* [Problem set]:
(a) Summarize the article on Americans spending more time at home in two sentences.
(b) According to the article on Americans spending more time at home, which universities conducted the research?
(c) Extend the article on Americans spending more time at home, beginning after its final sentence.

* [Source text]:

---------------

A new study has found that Americans are increasingly spending more time at home — a trend that was happening even before COVID forced us to stay in.
Why It Sits: People generally spending more time indoors has ripple effects on all of society, including how people consume entertainment, what they spend their money on, and where they decide to live.
Behind the Channel Surfing: Researchers out of UCLA and Clemson University found that Americans have been turning into homebodies since 2003.
- In 2019, Americans spent an average of 30 minutes less per day doing activities outside their homes and 8 minutes less commuting.
- By 2021, that dropped by over an hour, from a total of 332 minutes out of the home to 271 minutes. Travel also dropped from 69 minutes per day to 54 minutes per day.
- Time out of the house jumped back slightly by 2023, but only marginally so. On average, Americans spend 90 minutes less doing out-of-home things than in 2003.

---------------

* [Dataset records]:
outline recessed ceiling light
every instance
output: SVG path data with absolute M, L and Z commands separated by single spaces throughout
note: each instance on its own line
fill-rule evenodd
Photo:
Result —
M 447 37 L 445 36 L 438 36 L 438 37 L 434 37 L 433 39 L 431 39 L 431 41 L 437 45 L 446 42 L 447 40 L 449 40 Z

---------------

* [Answers to the exercises]:
(a) Researchers from UCLA and Clemson University found that Americans have been spending more time at home since 2003, a trend that began before COVID. Although time outside the home rose slightly by 2023, Americans still spend an average of 90 minutes less per day on out-of-home activities than in 2003.

(b) UCLA and Clemson University.

(c)
- And even with the widespread return-to-office mandates post-COVID, workers are still spending 5x more time working from home than in the office prior to the pandemic.
The Future: By staying home, downtowns and business districts are getting hit — demand for office and retail space has fallen, and public transit doesn’t have the same ridership. On the flip side, demand for bigger living spaces has increased (amid a housing shortage), and digital subscriptions have skyrocketed in sign-ups as everything becomes a click away.
But all this homebody-ness has led to what The Atlantic has dubbed “the anti-social century.” How the repercussions of that change society may become the country’s biggest health crisis yet… reshaping how community needs to be cultivated.